The upper atmosphere of TITAN: Photochemistry in the Vacuum Ultra-Violet (VUV)

TITAN's upper atmosphere

The Cassini-Huygens space mission around Saturn has revealed an intense and unexpected photochemistry in the highest atmospheric layer of the satellite Titan. The reactivity from the photolysis of both molecular nitrogen (N2) and methane (CH4) is responsible for the formation of solid organic aerosols whose mass is larger than 1000 uma and have a high exobiological interest. The phenomenon involved is the still significant contribution of the VUV solar photons, with a wavelength below 100 nm, which are the only ones able to photolyse, or even ionize, N2. Unfortunately, the performances of the Cassini instruments do not allow the access to the chemical composition of the high atmosphere, which has become one of the main issues of current exobiology.

The APSIS Experiment: Atmospheric Photochemistry SImulated by Synchrotron

The APSIS platform is a laboratory simulation of the upper atmosphere of Titan using VUV light as an energy source. We can use the DESIRS beamline at the synchrotron SOLEIL as a VUV light supply; but in parallele we are developping our own VUV source at LATMOS.

EXTRACTED INFORMATION:
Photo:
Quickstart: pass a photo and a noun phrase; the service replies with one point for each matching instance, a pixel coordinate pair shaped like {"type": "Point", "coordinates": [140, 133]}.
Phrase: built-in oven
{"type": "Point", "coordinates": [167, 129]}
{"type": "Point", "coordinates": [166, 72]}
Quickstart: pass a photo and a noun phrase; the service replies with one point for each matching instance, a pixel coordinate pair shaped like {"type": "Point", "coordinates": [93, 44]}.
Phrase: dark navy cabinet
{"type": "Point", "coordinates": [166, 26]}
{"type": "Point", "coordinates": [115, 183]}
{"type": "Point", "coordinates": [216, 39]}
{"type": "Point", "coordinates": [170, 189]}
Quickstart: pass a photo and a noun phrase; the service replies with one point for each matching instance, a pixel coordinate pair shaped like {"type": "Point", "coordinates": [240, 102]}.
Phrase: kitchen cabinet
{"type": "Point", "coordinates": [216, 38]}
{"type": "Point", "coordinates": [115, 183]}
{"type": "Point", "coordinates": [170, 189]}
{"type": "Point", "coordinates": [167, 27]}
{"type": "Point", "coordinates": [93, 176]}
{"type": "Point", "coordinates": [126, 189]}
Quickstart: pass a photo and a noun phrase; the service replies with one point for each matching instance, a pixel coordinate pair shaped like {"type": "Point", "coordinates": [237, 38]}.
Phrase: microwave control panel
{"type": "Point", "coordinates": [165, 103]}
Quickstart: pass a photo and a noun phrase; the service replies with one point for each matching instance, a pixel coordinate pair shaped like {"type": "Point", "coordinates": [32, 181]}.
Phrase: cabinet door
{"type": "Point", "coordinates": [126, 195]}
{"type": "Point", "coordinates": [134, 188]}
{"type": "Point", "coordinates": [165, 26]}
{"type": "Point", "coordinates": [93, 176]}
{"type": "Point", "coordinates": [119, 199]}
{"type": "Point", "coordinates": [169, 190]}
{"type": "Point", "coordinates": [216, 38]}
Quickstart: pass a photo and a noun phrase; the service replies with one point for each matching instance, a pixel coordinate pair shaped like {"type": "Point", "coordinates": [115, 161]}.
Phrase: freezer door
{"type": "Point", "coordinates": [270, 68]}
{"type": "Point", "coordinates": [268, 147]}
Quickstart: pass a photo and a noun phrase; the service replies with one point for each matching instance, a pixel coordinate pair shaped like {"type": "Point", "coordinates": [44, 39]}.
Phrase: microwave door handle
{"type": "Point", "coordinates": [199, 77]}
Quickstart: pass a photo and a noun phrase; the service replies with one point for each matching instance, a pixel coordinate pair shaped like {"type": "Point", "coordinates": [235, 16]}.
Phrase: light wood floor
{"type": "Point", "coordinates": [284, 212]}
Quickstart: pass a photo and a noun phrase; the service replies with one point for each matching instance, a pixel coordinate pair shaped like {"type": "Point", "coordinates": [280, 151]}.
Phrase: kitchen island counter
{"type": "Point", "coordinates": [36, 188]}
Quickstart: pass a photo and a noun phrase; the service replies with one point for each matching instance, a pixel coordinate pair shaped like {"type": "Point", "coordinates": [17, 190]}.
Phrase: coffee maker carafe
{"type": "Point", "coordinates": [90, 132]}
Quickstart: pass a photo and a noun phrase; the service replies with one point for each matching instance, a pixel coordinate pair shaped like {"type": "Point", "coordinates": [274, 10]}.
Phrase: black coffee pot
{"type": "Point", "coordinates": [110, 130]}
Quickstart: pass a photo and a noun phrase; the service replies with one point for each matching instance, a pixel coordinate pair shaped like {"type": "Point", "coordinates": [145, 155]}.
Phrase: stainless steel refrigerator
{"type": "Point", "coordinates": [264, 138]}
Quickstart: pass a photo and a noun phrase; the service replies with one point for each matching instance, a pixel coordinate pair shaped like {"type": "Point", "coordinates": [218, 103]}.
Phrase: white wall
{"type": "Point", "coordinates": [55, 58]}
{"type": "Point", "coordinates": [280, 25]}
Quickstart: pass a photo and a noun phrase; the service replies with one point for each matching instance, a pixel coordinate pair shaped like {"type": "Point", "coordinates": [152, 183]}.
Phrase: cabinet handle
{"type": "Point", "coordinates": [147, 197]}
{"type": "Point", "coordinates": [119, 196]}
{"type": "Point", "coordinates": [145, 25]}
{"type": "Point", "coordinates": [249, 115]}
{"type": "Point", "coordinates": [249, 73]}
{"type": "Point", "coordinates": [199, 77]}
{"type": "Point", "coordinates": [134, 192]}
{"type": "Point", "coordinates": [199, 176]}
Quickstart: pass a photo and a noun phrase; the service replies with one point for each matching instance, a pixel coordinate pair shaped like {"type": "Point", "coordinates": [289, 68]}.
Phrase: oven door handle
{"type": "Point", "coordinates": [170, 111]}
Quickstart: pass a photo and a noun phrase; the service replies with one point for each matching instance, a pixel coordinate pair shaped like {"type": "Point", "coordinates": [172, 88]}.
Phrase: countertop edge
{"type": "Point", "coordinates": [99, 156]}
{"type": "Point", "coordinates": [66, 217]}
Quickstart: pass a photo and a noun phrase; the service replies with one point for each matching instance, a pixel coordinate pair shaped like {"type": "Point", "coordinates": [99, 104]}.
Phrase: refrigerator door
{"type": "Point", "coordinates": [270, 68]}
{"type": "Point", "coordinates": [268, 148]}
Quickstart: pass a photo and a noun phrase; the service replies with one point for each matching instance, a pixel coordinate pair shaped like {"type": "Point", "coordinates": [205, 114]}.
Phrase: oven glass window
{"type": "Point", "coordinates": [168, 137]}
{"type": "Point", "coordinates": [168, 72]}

INSTRUCTIONS:
**1.** Answer these questions from the passage on Titan's upper atmosphere:
(a) Which space mission revealed the photochemistry in Titan's highest atmospheric layer?
(b) What wavelength do the VUV solar photons that can photolyse N2 have?
(c) Which beamline at the synchrotron SOLEIL can supply VUV light to the APSIS platform?
**2.** Output word for word the part of the passage on Titan's upper atmosphere that opens with the words containing "The upper atmosphere of TITAN: Photochemistry" and closes with "of current exobiology.".
**3.** Pick up the passage on Titan's upper atmosphere after its final sentence and continue it.
The rows are separate material, unrelated to the passage on Titan's upper atmosphere.

ANSWERS PER TASK:
**1.**
(a) The Cassini-Huygens space mission.
(b) A wavelength below 100 nm.
(c) The DESIRS beamline.

**2.**
The upper atmosphere of TITAN: Photochemistry in the Vacuum Ultra-Violet (VUV)

TITAN's upper atmosphere

The Cassini-Huygens space mission around Saturn has revealed an intense and unexpected photochemistry in the highest atmospheric layer of the satellite Titan. The reactivity from the photolysis of both molecular nitrogen (N2) and methane (CH4) is responsible for the formation of solid organic aerosols whose mass is larger than 1000 uma and have a high exobiological interest. The phenomenon involved is the still significant contribution of the VUV solar photons, with a wavelength below 100 nm, which are the only ones able to photolyse, or even ionize, N2. Unfortunately, the performances of the Cassini instruments do not allow the access to the chemical composition of the high atmosphere, which has become one of the main issues of current exobiology.

**3.**
More information about the APSIS reactor can be found with Peng et al. (2013) JGR-planets & Carrasco et al. (2013) J synch rad

Besides, we are working on the development of ultra-thin VUV-transparent windows which will allow us to work with a closed gas cell but still get the wavelenghts we are interested in, e.g below 100nm. This project is supported by the French Space Agency (CNES).

My Thesis

I've started my thesis in October 2014 thanks to a grant delivered by the Universite Paris Saclay.

Most of the work is done at the LATMOS but I'm also spending approx. 1/3 of the time at the synchrotron SOLEIL facility.